YOUR GOAL
Render every line of the material below as a Markdown table with the columns No. and Text, one numbered row per line and no rows for blank lines. Leave the pictures out of the table.

-- BEGIN --

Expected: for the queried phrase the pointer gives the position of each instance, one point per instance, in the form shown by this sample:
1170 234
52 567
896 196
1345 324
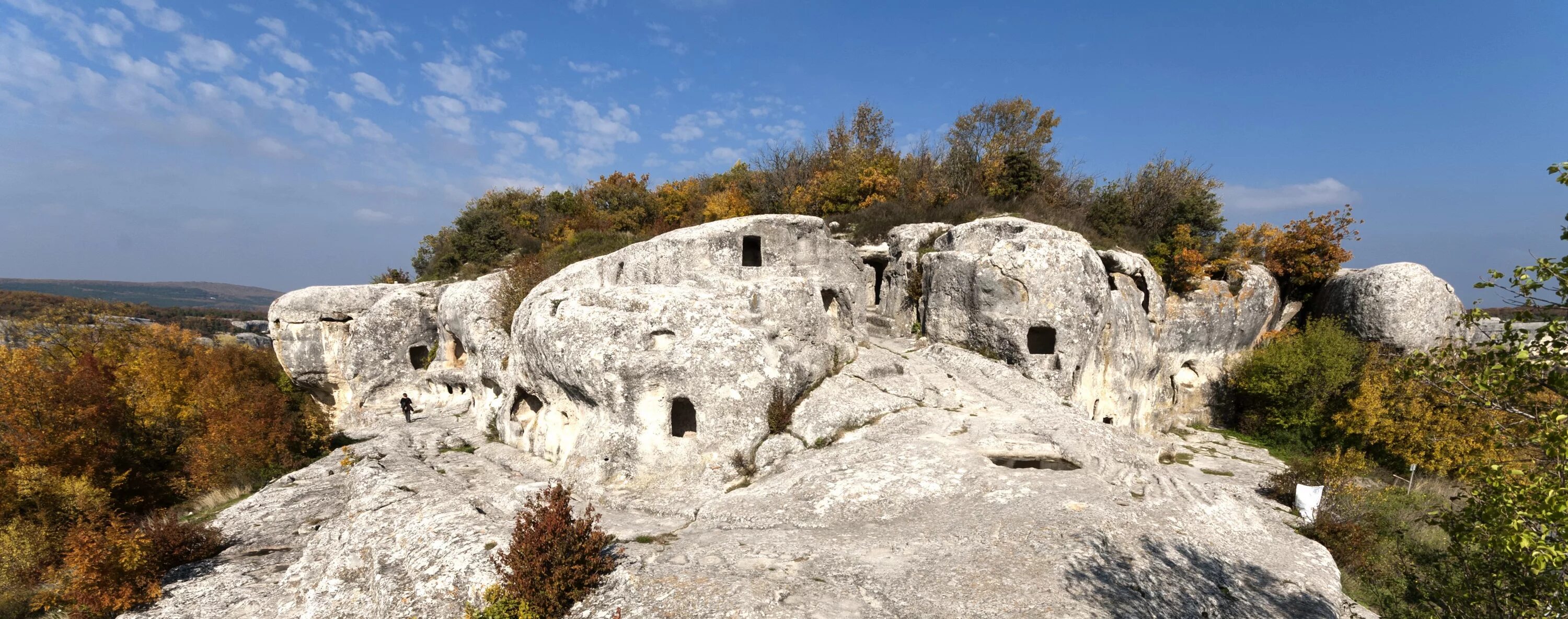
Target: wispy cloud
374 88
596 73
661 37
154 16
1319 193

-- END --

WRITTEN ANSWER
| No. | Text |
|---|---|
| 1 | Expected: for the queried phrase the pointer gives the position of each instance, one point per instance, in the form shown by this sample: |
| 2 | 1170 234 |
| 3 | 52 567 |
| 4 | 896 196 |
| 5 | 1345 324 |
| 6 | Target: wispy cloud |
| 7 | 374 88 |
| 8 | 596 73 |
| 9 | 661 37 |
| 10 | 154 16 |
| 11 | 1319 193 |